** Work instructions **
Please edit the stretch from the start of the records through the line containing "pixel 250 111", replacing "Per instance" with "For each instance" and leaving everything else unchanged.
** START OF Supplied material **
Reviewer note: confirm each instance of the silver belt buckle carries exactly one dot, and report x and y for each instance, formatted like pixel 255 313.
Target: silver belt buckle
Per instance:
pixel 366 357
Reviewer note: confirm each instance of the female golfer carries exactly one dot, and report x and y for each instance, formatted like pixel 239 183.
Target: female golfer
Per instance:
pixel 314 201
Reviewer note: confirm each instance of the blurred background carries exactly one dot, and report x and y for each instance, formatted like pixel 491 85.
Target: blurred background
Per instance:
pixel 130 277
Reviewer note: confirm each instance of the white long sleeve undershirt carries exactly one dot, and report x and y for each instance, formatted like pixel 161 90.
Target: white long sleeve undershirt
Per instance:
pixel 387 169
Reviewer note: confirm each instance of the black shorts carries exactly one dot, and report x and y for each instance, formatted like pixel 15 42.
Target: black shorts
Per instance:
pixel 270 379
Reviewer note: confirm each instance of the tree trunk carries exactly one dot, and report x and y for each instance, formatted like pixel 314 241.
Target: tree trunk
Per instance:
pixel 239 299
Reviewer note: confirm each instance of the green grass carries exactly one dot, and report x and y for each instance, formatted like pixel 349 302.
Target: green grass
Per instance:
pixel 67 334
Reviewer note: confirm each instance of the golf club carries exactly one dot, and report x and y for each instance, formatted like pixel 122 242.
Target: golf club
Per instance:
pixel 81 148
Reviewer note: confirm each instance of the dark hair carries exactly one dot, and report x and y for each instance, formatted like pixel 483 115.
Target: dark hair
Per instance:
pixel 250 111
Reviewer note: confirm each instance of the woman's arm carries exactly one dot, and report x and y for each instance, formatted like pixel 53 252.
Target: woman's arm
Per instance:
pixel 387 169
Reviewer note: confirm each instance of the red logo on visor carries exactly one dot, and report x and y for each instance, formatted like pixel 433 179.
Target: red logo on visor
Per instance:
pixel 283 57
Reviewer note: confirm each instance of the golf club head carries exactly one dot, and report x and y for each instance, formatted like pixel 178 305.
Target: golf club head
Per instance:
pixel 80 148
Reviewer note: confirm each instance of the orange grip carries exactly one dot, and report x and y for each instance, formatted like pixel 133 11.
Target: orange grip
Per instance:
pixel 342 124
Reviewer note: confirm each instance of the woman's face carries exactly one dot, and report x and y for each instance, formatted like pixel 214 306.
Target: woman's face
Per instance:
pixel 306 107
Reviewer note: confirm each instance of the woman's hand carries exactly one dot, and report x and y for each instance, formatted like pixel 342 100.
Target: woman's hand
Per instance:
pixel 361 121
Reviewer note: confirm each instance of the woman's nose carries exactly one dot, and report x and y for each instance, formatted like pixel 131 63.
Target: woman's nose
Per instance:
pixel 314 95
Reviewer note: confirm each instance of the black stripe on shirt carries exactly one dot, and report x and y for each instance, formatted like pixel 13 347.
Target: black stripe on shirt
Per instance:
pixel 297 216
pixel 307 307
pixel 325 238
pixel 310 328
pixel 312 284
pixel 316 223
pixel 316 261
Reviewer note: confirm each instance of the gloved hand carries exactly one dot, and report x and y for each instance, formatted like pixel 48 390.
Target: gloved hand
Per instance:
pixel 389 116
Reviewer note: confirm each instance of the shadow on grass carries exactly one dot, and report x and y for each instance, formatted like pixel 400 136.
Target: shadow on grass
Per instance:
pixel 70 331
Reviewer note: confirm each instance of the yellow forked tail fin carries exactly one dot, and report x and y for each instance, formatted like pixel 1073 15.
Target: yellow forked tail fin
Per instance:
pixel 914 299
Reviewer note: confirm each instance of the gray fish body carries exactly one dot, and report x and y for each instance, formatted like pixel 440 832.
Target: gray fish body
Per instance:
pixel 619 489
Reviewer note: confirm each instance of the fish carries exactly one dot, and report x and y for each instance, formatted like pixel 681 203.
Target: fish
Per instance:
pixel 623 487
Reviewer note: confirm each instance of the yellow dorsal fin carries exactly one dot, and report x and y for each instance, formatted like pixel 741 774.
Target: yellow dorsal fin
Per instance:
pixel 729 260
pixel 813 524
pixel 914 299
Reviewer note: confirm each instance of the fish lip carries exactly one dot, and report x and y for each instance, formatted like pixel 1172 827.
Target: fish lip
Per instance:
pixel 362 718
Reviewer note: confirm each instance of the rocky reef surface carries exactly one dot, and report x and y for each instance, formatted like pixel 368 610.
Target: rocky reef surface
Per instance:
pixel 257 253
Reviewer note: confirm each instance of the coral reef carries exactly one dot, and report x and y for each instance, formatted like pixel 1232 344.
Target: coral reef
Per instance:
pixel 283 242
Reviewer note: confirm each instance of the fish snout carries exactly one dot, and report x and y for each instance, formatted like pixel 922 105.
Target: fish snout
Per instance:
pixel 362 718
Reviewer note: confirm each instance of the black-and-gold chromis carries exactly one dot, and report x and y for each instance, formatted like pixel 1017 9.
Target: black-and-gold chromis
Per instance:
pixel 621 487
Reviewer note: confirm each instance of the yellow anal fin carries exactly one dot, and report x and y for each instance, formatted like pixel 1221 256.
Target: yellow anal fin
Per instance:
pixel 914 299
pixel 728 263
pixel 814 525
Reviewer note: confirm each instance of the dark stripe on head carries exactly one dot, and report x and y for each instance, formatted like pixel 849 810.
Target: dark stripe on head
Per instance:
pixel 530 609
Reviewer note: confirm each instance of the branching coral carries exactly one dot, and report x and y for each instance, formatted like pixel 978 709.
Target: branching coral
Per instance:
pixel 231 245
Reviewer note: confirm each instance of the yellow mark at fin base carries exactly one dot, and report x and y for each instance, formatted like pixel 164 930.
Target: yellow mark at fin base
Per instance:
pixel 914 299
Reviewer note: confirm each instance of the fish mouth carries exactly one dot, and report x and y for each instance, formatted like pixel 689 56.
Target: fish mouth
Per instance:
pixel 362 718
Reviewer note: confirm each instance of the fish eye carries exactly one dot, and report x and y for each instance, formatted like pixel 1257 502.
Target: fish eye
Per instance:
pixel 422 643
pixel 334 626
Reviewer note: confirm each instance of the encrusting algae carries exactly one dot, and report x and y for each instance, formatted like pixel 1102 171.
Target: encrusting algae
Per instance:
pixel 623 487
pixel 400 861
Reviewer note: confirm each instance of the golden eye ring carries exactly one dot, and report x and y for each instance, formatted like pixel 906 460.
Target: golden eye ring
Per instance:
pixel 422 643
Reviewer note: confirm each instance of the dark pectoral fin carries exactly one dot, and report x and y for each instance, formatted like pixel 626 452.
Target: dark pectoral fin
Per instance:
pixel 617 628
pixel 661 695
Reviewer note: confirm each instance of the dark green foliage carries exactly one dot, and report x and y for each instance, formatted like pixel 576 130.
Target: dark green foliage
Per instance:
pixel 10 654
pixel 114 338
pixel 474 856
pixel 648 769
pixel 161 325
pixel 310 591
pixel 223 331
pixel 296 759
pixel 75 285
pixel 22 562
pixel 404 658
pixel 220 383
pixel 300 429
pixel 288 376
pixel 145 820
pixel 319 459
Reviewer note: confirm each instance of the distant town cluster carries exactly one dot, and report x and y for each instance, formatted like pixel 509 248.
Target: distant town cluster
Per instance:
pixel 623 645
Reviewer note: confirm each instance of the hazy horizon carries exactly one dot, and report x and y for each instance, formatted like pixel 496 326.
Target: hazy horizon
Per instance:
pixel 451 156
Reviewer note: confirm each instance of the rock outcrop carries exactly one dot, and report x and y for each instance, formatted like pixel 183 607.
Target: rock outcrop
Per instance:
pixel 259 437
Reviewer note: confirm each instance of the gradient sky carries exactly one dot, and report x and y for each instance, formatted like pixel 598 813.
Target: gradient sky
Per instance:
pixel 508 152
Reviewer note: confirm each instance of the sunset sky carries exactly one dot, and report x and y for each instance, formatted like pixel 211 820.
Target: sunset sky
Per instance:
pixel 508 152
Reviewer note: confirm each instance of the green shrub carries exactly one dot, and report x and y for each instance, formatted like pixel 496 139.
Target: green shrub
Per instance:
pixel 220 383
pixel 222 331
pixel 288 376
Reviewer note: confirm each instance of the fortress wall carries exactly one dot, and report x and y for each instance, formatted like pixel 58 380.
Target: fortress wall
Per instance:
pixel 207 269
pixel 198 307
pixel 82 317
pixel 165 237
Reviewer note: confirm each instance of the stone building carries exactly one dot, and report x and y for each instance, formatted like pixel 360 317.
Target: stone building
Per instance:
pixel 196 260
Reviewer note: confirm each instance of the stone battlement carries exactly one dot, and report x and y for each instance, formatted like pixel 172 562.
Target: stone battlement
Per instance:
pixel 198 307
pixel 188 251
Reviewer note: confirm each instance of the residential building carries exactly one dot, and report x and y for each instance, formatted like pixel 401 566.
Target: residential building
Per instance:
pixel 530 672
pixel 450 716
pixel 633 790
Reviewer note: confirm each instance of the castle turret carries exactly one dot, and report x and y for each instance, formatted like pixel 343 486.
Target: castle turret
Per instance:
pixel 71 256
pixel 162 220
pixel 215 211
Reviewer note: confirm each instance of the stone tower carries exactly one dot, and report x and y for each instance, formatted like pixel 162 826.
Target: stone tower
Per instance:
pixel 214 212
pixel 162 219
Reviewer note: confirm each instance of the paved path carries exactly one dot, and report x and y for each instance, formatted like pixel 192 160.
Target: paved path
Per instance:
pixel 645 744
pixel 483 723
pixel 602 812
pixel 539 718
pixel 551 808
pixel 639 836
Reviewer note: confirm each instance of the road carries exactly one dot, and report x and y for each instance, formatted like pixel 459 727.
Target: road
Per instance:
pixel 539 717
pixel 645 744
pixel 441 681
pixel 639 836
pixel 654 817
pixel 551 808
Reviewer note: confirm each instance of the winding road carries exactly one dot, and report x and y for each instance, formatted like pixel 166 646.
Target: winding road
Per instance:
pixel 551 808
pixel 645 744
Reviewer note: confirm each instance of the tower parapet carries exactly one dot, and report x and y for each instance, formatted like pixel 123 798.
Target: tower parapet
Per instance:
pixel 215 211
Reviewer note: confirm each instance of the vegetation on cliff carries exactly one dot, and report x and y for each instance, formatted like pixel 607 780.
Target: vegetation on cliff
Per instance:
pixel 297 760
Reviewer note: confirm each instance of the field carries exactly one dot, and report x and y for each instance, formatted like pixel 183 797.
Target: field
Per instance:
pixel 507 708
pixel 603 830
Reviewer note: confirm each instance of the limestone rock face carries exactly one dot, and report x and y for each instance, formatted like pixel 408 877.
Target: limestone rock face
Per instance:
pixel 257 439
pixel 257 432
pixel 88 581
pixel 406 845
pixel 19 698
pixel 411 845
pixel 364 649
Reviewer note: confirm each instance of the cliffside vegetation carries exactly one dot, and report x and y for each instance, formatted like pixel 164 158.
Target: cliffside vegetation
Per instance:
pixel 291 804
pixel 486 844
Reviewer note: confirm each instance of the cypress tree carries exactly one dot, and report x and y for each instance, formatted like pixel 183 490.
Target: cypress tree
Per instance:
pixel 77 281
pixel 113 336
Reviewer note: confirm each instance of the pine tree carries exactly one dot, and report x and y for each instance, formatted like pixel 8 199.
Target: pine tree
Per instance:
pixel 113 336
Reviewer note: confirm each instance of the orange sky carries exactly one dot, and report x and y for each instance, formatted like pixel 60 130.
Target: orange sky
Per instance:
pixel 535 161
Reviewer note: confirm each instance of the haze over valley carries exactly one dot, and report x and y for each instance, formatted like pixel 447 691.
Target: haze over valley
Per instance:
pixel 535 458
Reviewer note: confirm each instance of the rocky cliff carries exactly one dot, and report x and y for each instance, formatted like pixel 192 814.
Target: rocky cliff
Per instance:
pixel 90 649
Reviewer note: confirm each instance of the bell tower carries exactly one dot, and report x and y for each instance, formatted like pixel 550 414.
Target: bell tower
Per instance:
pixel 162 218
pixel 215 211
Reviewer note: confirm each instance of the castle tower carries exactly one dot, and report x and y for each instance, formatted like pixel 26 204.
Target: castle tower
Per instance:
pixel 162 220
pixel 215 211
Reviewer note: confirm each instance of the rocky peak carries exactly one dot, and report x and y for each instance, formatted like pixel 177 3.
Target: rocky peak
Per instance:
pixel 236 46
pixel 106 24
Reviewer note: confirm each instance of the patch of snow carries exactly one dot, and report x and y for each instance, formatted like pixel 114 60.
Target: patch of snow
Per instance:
** END OF Supplied material **
** Task output **
Reviewer note: confirm each instance of the silver belt buckle carries exactly one dot, and report x and y for each instance, formatted like pixel 255 313.
Target: silver belt buckle
For each instance:
pixel 366 357
Reviewer note: confirm each instance of the female golfer carries exactly one dot, and report x and y for each instance, formatted like pixel 239 183.
Target: female golfer
For each instance:
pixel 314 201
Reviewer note: confirm each instance of the blurred background carries exactly one dot, and report x and y for each instance, formatted like pixel 491 85.
Target: blurred background
For each instance:
pixel 130 277
Reviewer note: confirm each instance of the white long sleeve undershirt carries exactly one dot, and report x and y for each instance, formatted like pixel 161 90.
Target: white long sleeve undershirt
For each instance:
pixel 387 169
Reviewer note: confirm each instance of the black shorts carries exactly one dot, and report x and y for each instance, formatted like pixel 15 42.
Target: black shorts
For each instance:
pixel 270 379
Reviewer note: confirm each instance of the tree trunk carries exactly one dot, and report x and y for each instance, formatted like pixel 314 241.
Target: tree trunk
For each instance:
pixel 239 299
Reviewer note: confirm each instance of the green grass carries exactly one dot, and report x and y for each instance, formatted like pixel 349 302.
Target: green grass
For each instance:
pixel 67 334
Reviewer note: confirm each instance of the golf club carries exactly one dot, and report x and y for each instance, formatted like pixel 122 242.
Target: golf club
For each instance:
pixel 81 148
Reviewer note: confirm each instance of the dark hair carries exactly one dot, and report x and y for each instance, formatted like pixel 483 115.
Target: dark hair
For each instance:
pixel 250 111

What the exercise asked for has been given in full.